Texte extrait
:::::
Nous « ramassons » quelques équipes, discutons avec des randonneurs et autres spéléologues. Nous profitons de chaque instant. Quel pied !! Au risque de me répéter, c’est un vrai de bonheur de cavaler autant à ce moment de la journée, et de profiter de ce que Christian nous a offert.
Nous fonçons vers le PC 2, le Mont Sainte Baudille où nous attendent nos supporters.
18h30 - Il nous manque 4 balises (je crois), mais nous sommes surtout satisfaits de notre gestion de course et de notre état de fraîcheur. Peut-être un peu trop euphoriques ?
Nous venons de nous offrir quelques régals sur les 3 précédentes balises. Un dolmen, un rocher planté entre deux avens profonds, et petit aller-retour au bout d’un sentier pour y découvrir un point de vue fabuleux (si le ciel avait été moins chargé).
La prochaine étape est le PC3. Nous décidons de privilégier la progression et de ne pas perdre de temps sur les balises. Une fois ce dernier PC franchi, le final devrait nous donner plus d’opportunités et nous permettre de compléter notre collection de balises.
Après s’être copieusement restaurés, c’est sous les encouragements de nos fans que nous repartons en affrontant une longue descente.
Merci Sandrine, Théo, Karine et Michel de votre patience et de vos acclamations. (Désolé ma chérie, de ne pas avoir répondu, l’écho a sûrement tout importé)
Nous traversons l’une des rares routes bituminées de la journée, dernier lien avec la civilisation avant longtemps.
Face à nous, 6 à 7 km à vol d’oiseau, de rocs et de pierres avant de retrouver les bords de l’Hérault. Les nuages sont bas et s’accrochent déjà au relief. Dans quelques minutes la nuit sera tombée. Il est à peine 20 heures.
:::::
Liste des enregistrements
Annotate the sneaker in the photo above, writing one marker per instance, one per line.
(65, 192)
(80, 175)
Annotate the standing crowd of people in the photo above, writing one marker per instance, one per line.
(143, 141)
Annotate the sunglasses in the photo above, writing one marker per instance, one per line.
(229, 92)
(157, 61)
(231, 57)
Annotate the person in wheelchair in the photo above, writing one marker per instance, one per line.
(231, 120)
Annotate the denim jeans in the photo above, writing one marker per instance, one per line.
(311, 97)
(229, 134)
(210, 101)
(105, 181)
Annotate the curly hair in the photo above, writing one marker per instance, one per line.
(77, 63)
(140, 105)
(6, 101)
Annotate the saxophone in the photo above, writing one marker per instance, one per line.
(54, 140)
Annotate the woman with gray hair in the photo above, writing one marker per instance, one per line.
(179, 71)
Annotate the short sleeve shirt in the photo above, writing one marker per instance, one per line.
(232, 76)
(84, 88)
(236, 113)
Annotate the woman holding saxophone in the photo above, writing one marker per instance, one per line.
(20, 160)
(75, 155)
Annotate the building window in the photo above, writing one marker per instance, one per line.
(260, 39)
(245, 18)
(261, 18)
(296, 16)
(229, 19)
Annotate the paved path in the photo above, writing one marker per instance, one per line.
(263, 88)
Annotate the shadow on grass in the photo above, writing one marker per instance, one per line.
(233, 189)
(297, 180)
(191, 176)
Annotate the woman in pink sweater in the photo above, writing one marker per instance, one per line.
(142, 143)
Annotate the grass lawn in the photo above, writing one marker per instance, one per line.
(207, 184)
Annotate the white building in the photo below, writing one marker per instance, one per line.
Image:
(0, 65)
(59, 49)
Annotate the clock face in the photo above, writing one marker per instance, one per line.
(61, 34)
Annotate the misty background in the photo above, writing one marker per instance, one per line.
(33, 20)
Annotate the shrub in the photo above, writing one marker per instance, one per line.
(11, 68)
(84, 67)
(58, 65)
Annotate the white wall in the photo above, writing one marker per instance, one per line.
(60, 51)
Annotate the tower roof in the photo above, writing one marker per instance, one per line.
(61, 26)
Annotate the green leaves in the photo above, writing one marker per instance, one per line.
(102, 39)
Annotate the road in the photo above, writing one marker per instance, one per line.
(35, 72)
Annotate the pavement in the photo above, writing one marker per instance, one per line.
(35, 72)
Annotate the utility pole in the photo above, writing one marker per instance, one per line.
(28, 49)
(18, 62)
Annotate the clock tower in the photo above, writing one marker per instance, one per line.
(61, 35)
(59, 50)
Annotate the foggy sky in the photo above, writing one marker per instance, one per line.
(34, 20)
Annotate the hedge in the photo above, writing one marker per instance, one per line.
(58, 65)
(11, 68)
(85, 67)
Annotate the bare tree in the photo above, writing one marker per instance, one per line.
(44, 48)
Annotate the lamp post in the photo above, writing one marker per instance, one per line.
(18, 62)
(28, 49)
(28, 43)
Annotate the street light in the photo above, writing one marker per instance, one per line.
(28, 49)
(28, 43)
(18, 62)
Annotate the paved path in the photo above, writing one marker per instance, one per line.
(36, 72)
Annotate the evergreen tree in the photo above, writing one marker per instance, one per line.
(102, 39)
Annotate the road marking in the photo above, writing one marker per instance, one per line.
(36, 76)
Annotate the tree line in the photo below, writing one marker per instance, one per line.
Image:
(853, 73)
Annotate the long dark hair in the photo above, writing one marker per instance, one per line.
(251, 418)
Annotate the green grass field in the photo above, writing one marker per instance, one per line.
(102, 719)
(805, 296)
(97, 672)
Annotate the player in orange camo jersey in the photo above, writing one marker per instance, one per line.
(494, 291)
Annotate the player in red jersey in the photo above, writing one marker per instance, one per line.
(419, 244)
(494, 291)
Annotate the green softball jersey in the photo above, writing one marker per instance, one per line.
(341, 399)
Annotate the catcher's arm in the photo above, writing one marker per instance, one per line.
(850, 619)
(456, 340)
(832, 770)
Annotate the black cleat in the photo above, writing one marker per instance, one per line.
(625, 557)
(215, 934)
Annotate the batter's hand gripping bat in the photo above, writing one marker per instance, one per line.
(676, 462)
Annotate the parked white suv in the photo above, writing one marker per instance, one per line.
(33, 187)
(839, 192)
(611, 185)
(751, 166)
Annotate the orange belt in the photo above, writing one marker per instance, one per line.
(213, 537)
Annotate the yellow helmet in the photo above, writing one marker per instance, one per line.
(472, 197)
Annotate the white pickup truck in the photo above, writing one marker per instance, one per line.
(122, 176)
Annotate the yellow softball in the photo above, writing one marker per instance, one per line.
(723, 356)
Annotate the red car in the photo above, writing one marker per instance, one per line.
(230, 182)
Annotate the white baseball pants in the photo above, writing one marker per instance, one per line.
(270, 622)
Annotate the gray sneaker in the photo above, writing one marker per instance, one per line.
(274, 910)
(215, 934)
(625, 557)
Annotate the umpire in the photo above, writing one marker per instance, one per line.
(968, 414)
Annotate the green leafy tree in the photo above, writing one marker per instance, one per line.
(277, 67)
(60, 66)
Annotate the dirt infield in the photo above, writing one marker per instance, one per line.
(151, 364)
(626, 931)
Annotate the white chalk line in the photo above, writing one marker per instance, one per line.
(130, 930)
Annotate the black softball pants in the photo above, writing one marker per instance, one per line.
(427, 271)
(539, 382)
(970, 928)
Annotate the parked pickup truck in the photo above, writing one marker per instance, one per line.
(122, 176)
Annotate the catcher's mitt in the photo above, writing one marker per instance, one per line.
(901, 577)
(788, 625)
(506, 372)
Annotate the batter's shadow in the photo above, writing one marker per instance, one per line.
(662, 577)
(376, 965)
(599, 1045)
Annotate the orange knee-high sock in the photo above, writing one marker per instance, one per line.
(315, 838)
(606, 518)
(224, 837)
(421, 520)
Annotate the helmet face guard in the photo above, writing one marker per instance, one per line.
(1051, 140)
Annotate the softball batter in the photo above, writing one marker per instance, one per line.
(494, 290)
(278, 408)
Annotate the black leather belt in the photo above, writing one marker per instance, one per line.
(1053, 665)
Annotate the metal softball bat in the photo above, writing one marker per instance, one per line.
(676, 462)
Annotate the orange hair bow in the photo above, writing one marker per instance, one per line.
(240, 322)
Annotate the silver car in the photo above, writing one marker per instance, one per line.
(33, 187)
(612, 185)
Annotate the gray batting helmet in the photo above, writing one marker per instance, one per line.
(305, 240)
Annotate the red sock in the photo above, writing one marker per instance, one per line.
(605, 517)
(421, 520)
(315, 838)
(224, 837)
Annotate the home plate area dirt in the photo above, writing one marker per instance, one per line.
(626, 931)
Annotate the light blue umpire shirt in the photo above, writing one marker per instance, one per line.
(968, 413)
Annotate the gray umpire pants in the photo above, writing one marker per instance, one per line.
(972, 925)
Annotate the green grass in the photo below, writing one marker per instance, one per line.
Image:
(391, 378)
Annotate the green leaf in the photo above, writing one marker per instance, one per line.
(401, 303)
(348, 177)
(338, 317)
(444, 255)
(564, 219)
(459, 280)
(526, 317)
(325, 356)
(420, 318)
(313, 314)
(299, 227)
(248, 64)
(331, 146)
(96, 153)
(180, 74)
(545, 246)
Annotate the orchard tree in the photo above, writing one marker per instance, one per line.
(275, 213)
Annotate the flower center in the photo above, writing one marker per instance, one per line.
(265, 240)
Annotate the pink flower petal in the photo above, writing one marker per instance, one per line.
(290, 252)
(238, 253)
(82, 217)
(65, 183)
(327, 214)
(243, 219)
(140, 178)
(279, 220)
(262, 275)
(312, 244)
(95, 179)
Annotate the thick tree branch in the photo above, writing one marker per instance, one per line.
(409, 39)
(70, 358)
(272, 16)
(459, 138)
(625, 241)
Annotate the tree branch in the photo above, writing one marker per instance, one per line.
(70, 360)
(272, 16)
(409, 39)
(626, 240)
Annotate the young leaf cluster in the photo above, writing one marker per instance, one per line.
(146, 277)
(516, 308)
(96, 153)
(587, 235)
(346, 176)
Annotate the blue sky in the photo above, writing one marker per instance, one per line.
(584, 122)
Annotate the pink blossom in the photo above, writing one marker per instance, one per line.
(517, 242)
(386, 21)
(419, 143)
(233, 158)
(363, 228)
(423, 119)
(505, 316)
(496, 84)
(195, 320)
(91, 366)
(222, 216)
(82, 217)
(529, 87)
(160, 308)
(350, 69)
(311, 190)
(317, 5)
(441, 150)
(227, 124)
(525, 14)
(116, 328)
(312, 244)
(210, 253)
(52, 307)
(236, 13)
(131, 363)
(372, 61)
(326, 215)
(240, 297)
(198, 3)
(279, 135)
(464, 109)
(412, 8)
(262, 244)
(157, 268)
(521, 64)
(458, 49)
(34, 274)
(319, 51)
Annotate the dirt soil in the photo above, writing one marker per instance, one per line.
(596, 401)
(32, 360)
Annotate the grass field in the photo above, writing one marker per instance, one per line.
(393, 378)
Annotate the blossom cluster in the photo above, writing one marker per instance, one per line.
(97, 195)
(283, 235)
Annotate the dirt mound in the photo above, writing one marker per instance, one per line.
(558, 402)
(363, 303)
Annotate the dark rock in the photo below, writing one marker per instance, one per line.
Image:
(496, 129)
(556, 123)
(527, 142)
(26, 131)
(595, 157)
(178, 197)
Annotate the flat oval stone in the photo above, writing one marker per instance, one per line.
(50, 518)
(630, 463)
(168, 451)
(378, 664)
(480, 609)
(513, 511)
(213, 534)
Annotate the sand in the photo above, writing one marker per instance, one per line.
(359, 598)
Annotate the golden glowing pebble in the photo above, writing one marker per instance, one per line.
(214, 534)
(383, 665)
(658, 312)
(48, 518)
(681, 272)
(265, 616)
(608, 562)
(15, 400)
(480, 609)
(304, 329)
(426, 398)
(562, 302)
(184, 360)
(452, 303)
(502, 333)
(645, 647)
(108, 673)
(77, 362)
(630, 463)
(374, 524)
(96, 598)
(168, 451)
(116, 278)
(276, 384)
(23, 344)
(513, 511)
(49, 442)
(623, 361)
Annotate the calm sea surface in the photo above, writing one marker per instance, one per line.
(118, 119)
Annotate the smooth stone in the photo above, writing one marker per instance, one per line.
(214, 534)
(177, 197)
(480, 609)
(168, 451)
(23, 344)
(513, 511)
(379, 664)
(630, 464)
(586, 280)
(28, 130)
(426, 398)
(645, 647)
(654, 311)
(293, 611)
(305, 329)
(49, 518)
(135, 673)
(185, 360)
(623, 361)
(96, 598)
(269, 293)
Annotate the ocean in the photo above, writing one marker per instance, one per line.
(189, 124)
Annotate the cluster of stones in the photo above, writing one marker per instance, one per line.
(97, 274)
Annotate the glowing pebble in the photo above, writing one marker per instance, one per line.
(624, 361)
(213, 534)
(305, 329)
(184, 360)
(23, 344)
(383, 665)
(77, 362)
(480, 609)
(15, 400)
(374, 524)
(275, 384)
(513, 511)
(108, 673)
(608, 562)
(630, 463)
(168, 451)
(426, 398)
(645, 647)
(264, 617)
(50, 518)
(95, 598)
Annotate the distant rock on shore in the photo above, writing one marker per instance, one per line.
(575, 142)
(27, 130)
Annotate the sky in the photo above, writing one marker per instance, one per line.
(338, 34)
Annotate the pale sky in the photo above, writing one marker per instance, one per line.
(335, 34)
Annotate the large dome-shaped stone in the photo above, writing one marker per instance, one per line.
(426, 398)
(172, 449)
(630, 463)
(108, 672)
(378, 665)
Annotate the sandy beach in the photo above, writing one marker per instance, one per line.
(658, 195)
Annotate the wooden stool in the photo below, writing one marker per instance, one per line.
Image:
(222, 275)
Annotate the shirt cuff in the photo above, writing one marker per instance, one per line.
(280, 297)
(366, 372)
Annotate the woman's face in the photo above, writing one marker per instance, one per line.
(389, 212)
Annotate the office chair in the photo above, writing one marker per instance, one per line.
:::::
Travail demandé
(a) Repérez chaque ligne des enregistrements contenant la chaîne « umpire » et recopiez-la, en tenant compte de la casse.
(b) Rédigez la suite du récit de course vers les bords de l'Hérault, à partir de sa dernière phrase.
Le texte et les enregistrements proviennent de sources distinctes.

Corrigé
(a)
Annotate the umpire in the photo above, writing one marker per instance, one per line.
Annotate the light blue umpire shirt in the photo above, writing one marker per instance, one per line.
Annotate the gray umpire pants in the photo above, writing one marker per instance, one per line.

(b)
Le mot d’ordre est FONCER !! nous préférons désormais les sentiers plus larges pour courir encore et toujours. Nous galopons en ignorant les balises. C’est maintenant une course contre la montre pour ne pas être éliminés.
Dans notre cavalcade, nous cumulons deux erreurs de navigation consécutives et nous coûtent de précieuses minutes. Le temps de rebrousser chemin, la nuit est tombée. Nos frontales brillent. La pluie nous mouille à nouveau, et submerge notre envie d’aller plus loin. L’humidité a vidé nos téléphones (plus de batterie). Nous voilà seuls, au milieu de nulle part. La prudence nous invite à l’abandon.
Après quelques réflexions, la raison l’emportera, et nous décidons de retourner sur la route goudronnée pour y chercher un abri, de l’aide et tenter d’avertir nos proches et l’organisateur de notre arrêt.
Nous hésitons sur la direction à prendre, vers où peut-on se diriger pour trouver une âme ?
C’est alors que le hasard nous mettra sur le trajet d’une bande de VTTistes, eux aussi surpris par cette averse. Ils effectuent une liaison entre Mende et Sète en deux jours et ont eu la précaution de réserver un gîte pour la nuit. Ils nous y invitent spontanément et nous prêtent de quoi téléphoner.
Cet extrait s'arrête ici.